━━ Available records ━━
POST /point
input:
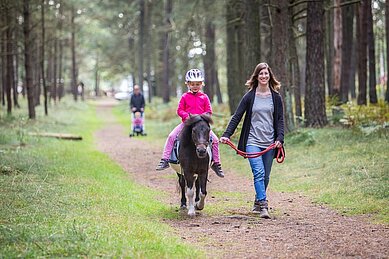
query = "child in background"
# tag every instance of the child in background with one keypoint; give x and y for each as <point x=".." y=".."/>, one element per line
<point x="192" y="102"/>
<point x="137" y="122"/>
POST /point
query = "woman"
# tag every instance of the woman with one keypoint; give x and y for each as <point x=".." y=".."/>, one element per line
<point x="263" y="125"/>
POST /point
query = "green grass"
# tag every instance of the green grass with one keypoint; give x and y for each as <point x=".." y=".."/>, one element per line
<point x="339" y="167"/>
<point x="344" y="168"/>
<point x="65" y="199"/>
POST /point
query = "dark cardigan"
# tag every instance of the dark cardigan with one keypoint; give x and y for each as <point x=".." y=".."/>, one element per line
<point x="245" y="106"/>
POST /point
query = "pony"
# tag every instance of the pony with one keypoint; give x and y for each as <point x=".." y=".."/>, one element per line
<point x="194" y="155"/>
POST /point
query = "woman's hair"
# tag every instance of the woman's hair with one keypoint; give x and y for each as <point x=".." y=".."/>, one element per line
<point x="252" y="83"/>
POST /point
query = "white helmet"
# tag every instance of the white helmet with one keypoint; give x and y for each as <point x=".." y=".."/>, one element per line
<point x="194" y="75"/>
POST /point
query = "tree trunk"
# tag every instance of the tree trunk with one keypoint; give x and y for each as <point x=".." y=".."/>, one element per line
<point x="371" y="48"/>
<point x="281" y="60"/>
<point x="252" y="35"/>
<point x="97" y="76"/>
<point x="362" y="51"/>
<point x="43" y="56"/>
<point x="217" y="88"/>
<point x="3" y="22"/>
<point x="149" y="9"/>
<point x="347" y="46"/>
<point x="337" y="52"/>
<point x="210" y="60"/>
<point x="27" y="58"/>
<point x="294" y="68"/>
<point x="315" y="111"/>
<point x="235" y="53"/>
<point x="9" y="75"/>
<point x="166" y="53"/>
<point x="60" y="55"/>
<point x="387" y="49"/>
<point x="329" y="51"/>
<point x="141" y="42"/>
<point x="73" y="51"/>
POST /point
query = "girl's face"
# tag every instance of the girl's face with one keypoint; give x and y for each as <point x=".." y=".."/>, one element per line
<point x="264" y="76"/>
<point x="195" y="86"/>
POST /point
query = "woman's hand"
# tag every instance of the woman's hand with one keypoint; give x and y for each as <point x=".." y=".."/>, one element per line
<point x="224" y="140"/>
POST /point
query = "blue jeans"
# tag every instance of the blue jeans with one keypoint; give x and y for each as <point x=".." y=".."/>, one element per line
<point x="261" y="167"/>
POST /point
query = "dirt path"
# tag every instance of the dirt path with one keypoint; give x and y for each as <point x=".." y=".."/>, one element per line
<point x="298" y="229"/>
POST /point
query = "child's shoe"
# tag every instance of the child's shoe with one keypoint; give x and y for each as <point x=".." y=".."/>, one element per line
<point x="217" y="167"/>
<point x="163" y="164"/>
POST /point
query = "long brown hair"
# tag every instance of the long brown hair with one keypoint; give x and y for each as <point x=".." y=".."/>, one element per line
<point x="252" y="83"/>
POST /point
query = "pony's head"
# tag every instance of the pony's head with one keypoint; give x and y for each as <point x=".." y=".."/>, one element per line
<point x="200" y="131"/>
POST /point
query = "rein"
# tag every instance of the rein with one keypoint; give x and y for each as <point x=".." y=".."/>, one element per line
<point x="280" y="153"/>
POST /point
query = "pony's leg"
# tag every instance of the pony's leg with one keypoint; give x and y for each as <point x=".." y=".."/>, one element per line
<point x="181" y="181"/>
<point x="190" y="194"/>
<point x="203" y="187"/>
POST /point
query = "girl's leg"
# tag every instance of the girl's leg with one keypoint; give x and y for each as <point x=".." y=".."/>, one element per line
<point x="216" y="166"/>
<point x="258" y="169"/>
<point x="170" y="141"/>
<point x="267" y="159"/>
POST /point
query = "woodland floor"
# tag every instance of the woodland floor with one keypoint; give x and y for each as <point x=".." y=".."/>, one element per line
<point x="298" y="228"/>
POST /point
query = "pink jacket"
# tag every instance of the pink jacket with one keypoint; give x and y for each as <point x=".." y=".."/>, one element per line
<point x="194" y="104"/>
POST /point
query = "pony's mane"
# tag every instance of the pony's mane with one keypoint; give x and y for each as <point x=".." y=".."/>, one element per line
━━━
Stated exercise:
Determine how many lines of the entries above contain the string "shoe", treating uppercase and lowercase letters as distinct. Reply with that number alone.

Finished answer:
2